What you will do =
**a.** From the passage on a research exemption, reproduce the text starting with "There is no blanket" and going on through "defense for breaching.".
**b.** According to the passage on a research exemption, under which license are datasets released?
**c.** Continue the passage on a research exemption for generative AI from its last sentence.

Supplied passage =
A Research Exemption?

There is no blanket exemption from the law for research. Look no further than how universities have lost copyright cases even when the copying and distributing was for nonprofit academic purposes. Breaching contracts is even more suspect, as there is no "fair use" defense for breaching.

That said, nonprofit scientific research can receive great leniency under some circumstances. For GenAI, that would probably mean releasing datasets and models under a noncommercial license, limit use to scientific research only, and gate access (much like the requirement for the text data mining research exemption in the US). Notably, this is not what research institutions, universities, or Hugging Face do. Rather, they release the models under an open source license like Apache (which was designed for code, not models, but that's another story), and datasets under ODC-BY (which isn't actually open source. You must adhere to the license terms of all the underlying content in the dataset. But, again, that's another story).

Information shown =
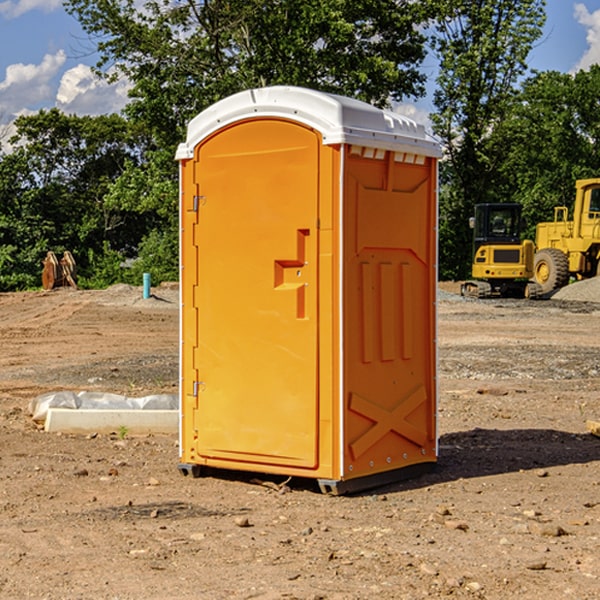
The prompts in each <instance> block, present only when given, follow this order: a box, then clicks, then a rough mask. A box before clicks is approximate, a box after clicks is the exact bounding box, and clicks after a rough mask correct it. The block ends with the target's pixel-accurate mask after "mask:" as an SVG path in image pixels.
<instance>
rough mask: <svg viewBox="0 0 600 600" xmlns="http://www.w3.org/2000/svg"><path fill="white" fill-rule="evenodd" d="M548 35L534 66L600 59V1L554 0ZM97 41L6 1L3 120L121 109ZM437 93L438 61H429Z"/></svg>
mask: <svg viewBox="0 0 600 600" xmlns="http://www.w3.org/2000/svg"><path fill="white" fill-rule="evenodd" d="M546 10H547V23H546V26H545V30H544V36H543V38H542V39H541V40H540V41H539V42H538V44H537V45H536V47H535V48H534V49H533V51H532V52H531V54H530V67H531V68H532V69H536V70H539V71H545V70H556V71H561V72H564V73H568V72H574V71H576V70H578V69H582V68H583V69H585V68H587V67H589V65H590V64H593V63H597V62H598V63H600V0H579V1H576V0H547V9H546ZM96 59H97V57H96V56H95V55H94V54H93V46H92V45H91V44H90V42H89V41H88V39H87V37H86V35H85V34H84V32H83V31H82V29H81V27H80V26H79V23H78V22H77V20H76V19H74V18H73V17H71V16H70V15H68V14H67V13H66V12H65V10H64V8H63V7H62V1H61V0H0V126H1V125H6V124H7V123H10V122H11V121H13V120H14V118H15V117H16V116H18V115H22V114H28V113H32V112H36V111H38V110H39V109H41V108H45V109H49V108H52V107H58V108H60V109H61V110H62V111H64V112H66V113H67V114H78V115H98V114H107V113H111V112H118V111H119V110H120V109H121V108H122V107H123V106H124V104H125V103H126V101H127V84H126V82H121V83H118V84H113V85H107V84H106V83H103V82H101V81H98V80H97V79H96V78H94V77H93V75H92V73H91V71H90V66H91V65H93V64H94V63H95V62H96ZM423 69H424V71H425V72H426V73H427V74H428V76H429V79H430V81H429V86H428V89H429V90H430V91H431V89H432V88H433V82H434V78H435V64H433V62H432V63H428V62H427V61H426V62H425V64H424V65H423ZM432 109H433V105H432V103H431V97H430V94H429V95H428V97H426V98H424V99H423V100H420V101H418V102H417V103H415V104H414V105H409V106H402V107H401V108H400V110H401V111H402V112H404V113H405V114H408V115H409V116H413V117H414V118H415V120H423V119H426V115H427V113H428V112H430V111H431V110H432Z"/></svg>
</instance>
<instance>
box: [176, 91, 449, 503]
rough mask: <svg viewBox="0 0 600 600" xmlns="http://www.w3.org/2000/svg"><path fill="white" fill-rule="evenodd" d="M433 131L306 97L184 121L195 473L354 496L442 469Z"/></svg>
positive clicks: (185, 252)
mask: <svg viewBox="0 0 600 600" xmlns="http://www.w3.org/2000/svg"><path fill="white" fill-rule="evenodd" d="M439 157H440V146H439V144H438V143H437V142H436V141H434V139H433V138H431V137H430V136H429V135H428V134H427V133H426V132H425V129H424V127H423V126H422V125H419V124H417V123H415V122H413V121H412V120H410V119H408V118H406V117H403V116H400V115H399V114H395V113H392V112H388V111H384V110H380V109H378V108H375V107H373V106H371V105H369V104H366V103H363V102H360V101H357V100H354V99H350V98H345V97H341V96H336V95H332V94H326V93H322V92H318V91H314V90H310V89H304V88H298V87H284V86H277V87H267V88H261V89H252V90H248V91H244V92H241V93H238V94H235V95H233V96H231V97H229V98H226V99H224V100H221V101H219V102H217V103H216V104H214V105H213V106H211V107H210V108H208V109H207V110H205V111H203V112H202V113H200V114H199V115H198V116H197V117H195V118H194V119H193V120H192V121H191V122H190V123H189V127H188V131H187V138H186V141H185V143H183V144H181V145H180V146H179V148H178V151H177V156H176V158H177V160H179V162H180V178H181V187H180V194H181V208H180V214H181V289H182V296H181V298H182V307H181V368H180V371H181V382H180V390H181V426H180V465H179V468H180V470H181V471H182V473H183V474H192V475H194V476H198V475H199V474H201V471H202V468H203V467H210V468H211V469H212V468H216V469H234V470H246V471H254V472H260V473H269V474H281V475H285V476H295V477H296V476H297V477H308V478H315V479H317V480H318V482H319V485H320V487H321V489H322V490H323V491H325V492H330V493H334V494H336V493H344V492H347V491H355V490H359V489H365V488H368V487H373V486H376V485H380V484H383V483H386V482H391V481H394V480H397V479H399V478H402V479H403V478H405V477H407V476H410V475H413V474H415V473H416V472H418V471H421V470H423V469H426V468H427V467H431V466H432V465H433V464H434V463H435V461H436V459H437V434H436V396H437V385H436V367H437V358H436V357H437V353H436V310H435V306H436V281H437V265H436V259H437V160H438V158H439Z"/></svg>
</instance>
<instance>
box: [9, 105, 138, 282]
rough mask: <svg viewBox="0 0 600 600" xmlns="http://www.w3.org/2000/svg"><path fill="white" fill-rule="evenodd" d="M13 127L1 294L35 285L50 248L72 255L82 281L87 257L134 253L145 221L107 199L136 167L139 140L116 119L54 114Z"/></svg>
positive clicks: (9, 155)
mask: <svg viewBox="0 0 600 600" xmlns="http://www.w3.org/2000/svg"><path fill="white" fill-rule="evenodd" d="M15 125H16V129H17V133H16V135H15V136H14V137H13V138H12V140H11V143H12V144H13V145H14V149H13V151H12V152H11V153H8V154H6V155H4V156H2V157H0V206H2V209H1V211H0V248H2V251H1V252H0V289H2V290H7V289H15V288H17V289H22V288H25V287H32V286H36V285H39V283H40V273H41V260H42V258H43V257H44V256H45V254H46V252H47V251H48V250H53V251H54V252H57V253H58V252H63V251H64V250H70V251H71V252H73V253H74V254H75V255H76V260H77V262H78V264H79V266H80V271H81V272H82V274H83V277H84V279H85V277H86V272H87V271H88V267H89V266H90V265H89V262H88V261H87V256H88V255H89V252H90V251H91V252H92V253H94V252H95V253H102V250H103V248H104V245H105V244H108V245H109V246H110V247H112V248H113V249H116V250H118V251H119V252H120V254H121V255H122V258H123V257H125V256H126V255H127V253H128V251H130V250H134V249H135V248H136V246H137V245H138V244H139V243H140V242H141V240H142V239H143V237H144V234H145V233H147V231H148V225H149V224H148V222H147V221H144V220H142V219H139V218H138V215H137V214H136V213H134V212H133V211H127V210H123V209H122V208H121V207H118V206H113V205H111V204H110V203H108V202H107V201H106V199H105V197H106V195H107V193H108V192H109V190H110V189H111V185H112V183H113V182H114V181H115V180H117V179H118V177H119V176H120V174H121V173H122V172H123V170H124V169H125V166H126V165H127V164H130V163H131V162H136V163H138V164H139V162H140V160H141V159H142V154H141V148H142V144H143V137H142V136H140V135H137V134H136V133H135V132H133V131H132V129H131V127H130V125H129V124H128V123H127V122H126V121H125V120H124V119H123V118H122V117H119V116H117V115H108V116H100V117H76V116H67V115H65V114H63V113H62V112H60V111H59V110H57V109H52V110H49V111H44V110H42V111H40V112H39V113H37V114H34V115H31V116H24V117H19V118H18V119H17V121H16V122H15Z"/></svg>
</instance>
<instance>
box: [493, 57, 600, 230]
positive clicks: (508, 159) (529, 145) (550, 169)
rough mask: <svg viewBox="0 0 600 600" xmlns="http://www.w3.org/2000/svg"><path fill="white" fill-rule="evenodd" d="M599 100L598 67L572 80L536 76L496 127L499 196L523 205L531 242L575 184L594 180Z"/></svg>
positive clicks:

Answers to this exercise =
**a.**
There is no blanket exemption from the law for research. Look no further than how universities have lost copyright cases even when the copying and distributing was for nonprofit academic purposes. Breaching contracts is even more suspect, as there is no "fair use" defense for breaching.

**b.** ODC-BY

**c.**
Some models, including prominent ones created by research institutions, use datasets that consist of content scraped from the web, but the scrapers then release the data under a CC-BY license. The dataset DCLM is a prime example. CC-BY, unlike ODC-BY, is open source, but what the researchers who created DCLM did is also likely illegal. You can't take something from someone and just proclaim it can be used for any purpose. Doing so would seem to encourage people to actually treat the underlying data as open source, which is another way of saying it implicitly encourages and facilitates copyright infringement.

It's also worth noting that Hugging Face does not seem to have an issue with facilitating this data laundering. It's how they make money. Anyone can create a dataset, put it under whatever license you want, and Hugging Face will host it, allowing others to easily access and use the content. Hugging Face does this even though they know or could easily confirm that the data is licensed inappropriately. This is especially true for well-known datasets like DCLM.

Hugging Face has a much ballyhooed "Society and Ethics" group, and some of the work they do is interesting and helpful, but they don't seem to have any appetite for tackling the greatest ethical challenge of their company: widespread copyright infringement. Instead, they'd prefer to talk about hypotheticals, like fully autonomous agents.

The Outcomes

The effect of hyping these alternative models might be that more of them are adopted for widespread use. The hyping also encourages those entities to continue pumping out second-tier models.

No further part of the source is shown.